TEXT DES DOKUMENTS:
Für manche ist das Homeoffice schwer zu ertragen. Für andere ist es ein wahrer Segen: Kein tägliches Pendeln, keine „Kollegen“, die trotz Rauchverbaut im Haus qualmen und der Kaffee ist aus der eigenen Maschine auch besser.

Doch selbst wenn der Kaffee genießbar und der eigene Rechner schneller als im Büro ist: Irgendwas passt am Ende des Heim-Arbeitstages nicht. Es beginnt mit einem leichten Ziehen und geht hin bis zu einem stechenden Schmerz: Der Rücken ist beleidigt.

Teure Bürostühle

Der Schuldige ist ein oft übersehenes Detail im Homeoffice: der Bürostuhl. Während gute Arbeitgeber bemüht sind, alle arbeitsrechtlichen Bestimmungen einzuhalten, hat man zuhause wenig Anreiz Geld in teure Büromöbel zu stecken – bis man 8 bis 10 Stunden am Stück von zuhause aus arbeitet.

[Auszüge aus einem Datensatz mit Positionsannotationen]
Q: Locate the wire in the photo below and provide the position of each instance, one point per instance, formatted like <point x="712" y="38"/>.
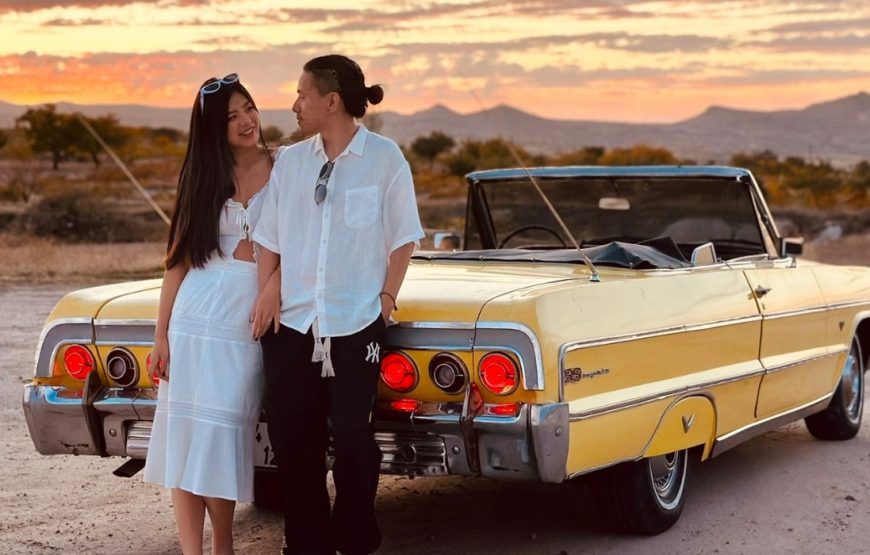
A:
<point x="124" y="169"/>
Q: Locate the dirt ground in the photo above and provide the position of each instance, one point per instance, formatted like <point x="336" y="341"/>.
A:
<point x="783" y="492"/>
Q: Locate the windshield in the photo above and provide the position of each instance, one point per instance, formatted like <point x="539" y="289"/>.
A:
<point x="688" y="210"/>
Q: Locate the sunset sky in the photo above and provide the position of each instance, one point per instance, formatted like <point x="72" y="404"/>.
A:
<point x="617" y="60"/>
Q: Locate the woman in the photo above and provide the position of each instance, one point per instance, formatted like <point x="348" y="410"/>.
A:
<point x="209" y="399"/>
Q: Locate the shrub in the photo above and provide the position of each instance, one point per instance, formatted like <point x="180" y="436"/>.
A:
<point x="73" y="216"/>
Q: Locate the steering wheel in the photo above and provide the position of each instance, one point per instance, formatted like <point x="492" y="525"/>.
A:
<point x="530" y="227"/>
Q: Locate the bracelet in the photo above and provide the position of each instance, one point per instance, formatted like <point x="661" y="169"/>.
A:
<point x="392" y="298"/>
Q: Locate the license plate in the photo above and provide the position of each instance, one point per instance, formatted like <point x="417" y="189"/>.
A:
<point x="264" y="456"/>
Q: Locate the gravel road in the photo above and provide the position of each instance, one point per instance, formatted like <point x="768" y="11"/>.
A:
<point x="783" y="492"/>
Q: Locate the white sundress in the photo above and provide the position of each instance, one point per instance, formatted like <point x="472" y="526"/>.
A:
<point x="202" y="440"/>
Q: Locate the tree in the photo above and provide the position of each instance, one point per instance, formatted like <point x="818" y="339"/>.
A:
<point x="48" y="131"/>
<point x="24" y="168"/>
<point x="819" y="179"/>
<point x="272" y="135"/>
<point x="431" y="146"/>
<point x="108" y="128"/>
<point x="638" y="155"/>
<point x="859" y="183"/>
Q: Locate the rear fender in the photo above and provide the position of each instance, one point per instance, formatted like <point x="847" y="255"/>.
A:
<point x="687" y="423"/>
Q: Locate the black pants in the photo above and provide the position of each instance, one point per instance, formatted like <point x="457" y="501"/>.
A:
<point x="298" y="403"/>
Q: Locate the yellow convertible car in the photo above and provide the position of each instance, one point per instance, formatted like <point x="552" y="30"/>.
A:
<point x="618" y="321"/>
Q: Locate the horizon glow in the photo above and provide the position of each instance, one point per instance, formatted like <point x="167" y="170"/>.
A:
<point x="610" y="60"/>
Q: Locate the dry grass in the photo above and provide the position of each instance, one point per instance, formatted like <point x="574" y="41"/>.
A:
<point x="34" y="260"/>
<point x="28" y="259"/>
<point x="853" y="250"/>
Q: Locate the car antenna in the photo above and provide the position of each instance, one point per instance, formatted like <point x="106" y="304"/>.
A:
<point x="124" y="169"/>
<point x="595" y="277"/>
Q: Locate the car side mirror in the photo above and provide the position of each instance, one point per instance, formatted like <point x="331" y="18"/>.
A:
<point x="446" y="241"/>
<point x="704" y="255"/>
<point x="791" y="246"/>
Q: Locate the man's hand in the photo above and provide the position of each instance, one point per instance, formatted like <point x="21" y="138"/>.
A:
<point x="159" y="365"/>
<point x="388" y="305"/>
<point x="267" y="310"/>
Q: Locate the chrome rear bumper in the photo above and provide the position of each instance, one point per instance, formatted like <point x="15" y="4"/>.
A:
<point x="433" y="440"/>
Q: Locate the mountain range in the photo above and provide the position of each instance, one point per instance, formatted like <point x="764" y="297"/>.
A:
<point x="836" y="130"/>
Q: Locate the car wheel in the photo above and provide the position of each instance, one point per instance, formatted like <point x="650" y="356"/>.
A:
<point x="267" y="489"/>
<point x="842" y="418"/>
<point x="645" y="496"/>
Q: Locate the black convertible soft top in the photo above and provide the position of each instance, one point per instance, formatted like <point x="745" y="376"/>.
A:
<point x="660" y="252"/>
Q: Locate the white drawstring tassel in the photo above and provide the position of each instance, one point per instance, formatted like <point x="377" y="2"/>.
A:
<point x="322" y="347"/>
<point x="319" y="353"/>
<point x="328" y="371"/>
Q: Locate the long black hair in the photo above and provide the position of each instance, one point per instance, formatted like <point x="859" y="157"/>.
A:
<point x="207" y="178"/>
<point x="339" y="74"/>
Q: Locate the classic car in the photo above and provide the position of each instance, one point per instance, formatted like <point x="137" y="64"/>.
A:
<point x="623" y="321"/>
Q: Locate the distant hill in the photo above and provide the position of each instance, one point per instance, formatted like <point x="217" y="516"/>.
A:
<point x="838" y="130"/>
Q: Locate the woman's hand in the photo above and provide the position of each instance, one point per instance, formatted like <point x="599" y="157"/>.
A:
<point x="387" y="307"/>
<point x="159" y="361"/>
<point x="267" y="310"/>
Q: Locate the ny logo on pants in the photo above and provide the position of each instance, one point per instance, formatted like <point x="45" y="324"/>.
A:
<point x="373" y="353"/>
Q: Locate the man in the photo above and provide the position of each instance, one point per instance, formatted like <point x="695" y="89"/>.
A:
<point x="341" y="217"/>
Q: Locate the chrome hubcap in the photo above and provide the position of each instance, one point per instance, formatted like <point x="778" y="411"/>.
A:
<point x="668" y="473"/>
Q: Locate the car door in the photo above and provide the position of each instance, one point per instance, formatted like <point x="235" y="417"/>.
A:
<point x="795" y="350"/>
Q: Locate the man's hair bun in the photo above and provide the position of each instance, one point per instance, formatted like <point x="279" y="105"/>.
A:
<point x="375" y="94"/>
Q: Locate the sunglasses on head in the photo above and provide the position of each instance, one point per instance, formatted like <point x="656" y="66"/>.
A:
<point x="214" y="87"/>
<point x="322" y="180"/>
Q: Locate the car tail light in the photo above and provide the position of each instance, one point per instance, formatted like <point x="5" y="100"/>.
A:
<point x="122" y="368"/>
<point x="448" y="372"/>
<point x="405" y="405"/>
<point x="498" y="372"/>
<point x="78" y="361"/>
<point x="399" y="372"/>
<point x="504" y="409"/>
<point x="155" y="379"/>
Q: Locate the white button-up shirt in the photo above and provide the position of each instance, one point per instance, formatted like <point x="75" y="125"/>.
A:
<point x="334" y="256"/>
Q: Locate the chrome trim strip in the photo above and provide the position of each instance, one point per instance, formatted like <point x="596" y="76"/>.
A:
<point x="849" y="304"/>
<point x="432" y="336"/>
<point x="108" y="343"/>
<point x="658" y="396"/>
<point x="601" y="467"/>
<point x="731" y="439"/>
<point x="793" y="313"/>
<point x="533" y="381"/>
<point x="123" y="332"/>
<point x="125" y="322"/>
<point x="597" y="342"/>
<point x="786" y="366"/>
<point x="438" y="325"/>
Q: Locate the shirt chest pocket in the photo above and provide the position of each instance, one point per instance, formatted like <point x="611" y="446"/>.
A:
<point x="361" y="206"/>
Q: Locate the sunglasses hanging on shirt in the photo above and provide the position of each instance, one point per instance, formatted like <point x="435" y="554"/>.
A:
<point x="214" y="87"/>
<point x="322" y="180"/>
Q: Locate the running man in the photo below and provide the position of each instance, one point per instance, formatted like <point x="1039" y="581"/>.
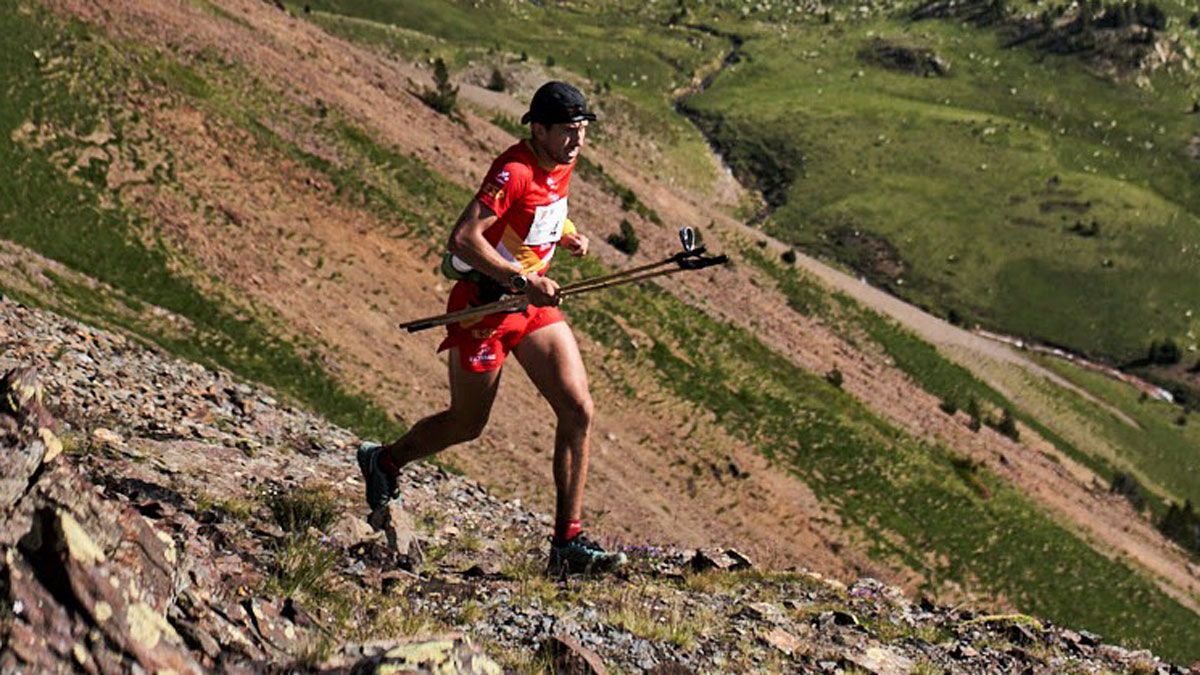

AUFGABEN:
**A)** Gib den Text über den Bürostuhl im Homeoffice vollständig und unverändert wieder.
**B)** Gib an, in wie vielen Zeilen der Datensätze die Zeichenfolge „convertible“ vorkommt, wobei Groß- und Kleinschreibung zählt. Nenne nur die Zahl.

ANTWORTEN JE AUFGABE:
**A)**
Für manche ist das Homeoffice schwer zu ertragen. Für andere ist es ein wahrer Segen: Kein tägliches Pendeln, keine „Kollegen“, die trotz Rauchverbaut im Haus qualmen und der Kaffee ist aus der eigenen Maschine auch besser.

Doch selbst wenn der Kaffee genießbar und der eigene Rechner schneller als im Büro ist: Irgendwas passt am Ende des Heim-Arbeitstages nicht. Es beginnt mit einem leichten Ziehen und geht hin bis zu einem stechenden Schmerz: Der Rücken ist beleidigt.

Teure Bürostühle

Der Schuldige ist ein oft übersehenes Detail im Homeoffice: der Bürostuhl. Während gute Arbeitgeber bemüht sind, alle arbeitsrechtlichen Bestimmungen einzuhalten, hat man zuhause wenig Anreiz Geld in teure Büromöbel zu stecken – bis man 8 bis 10 Stunden am Stück von zuhause aus arbeitet.

**B)** 2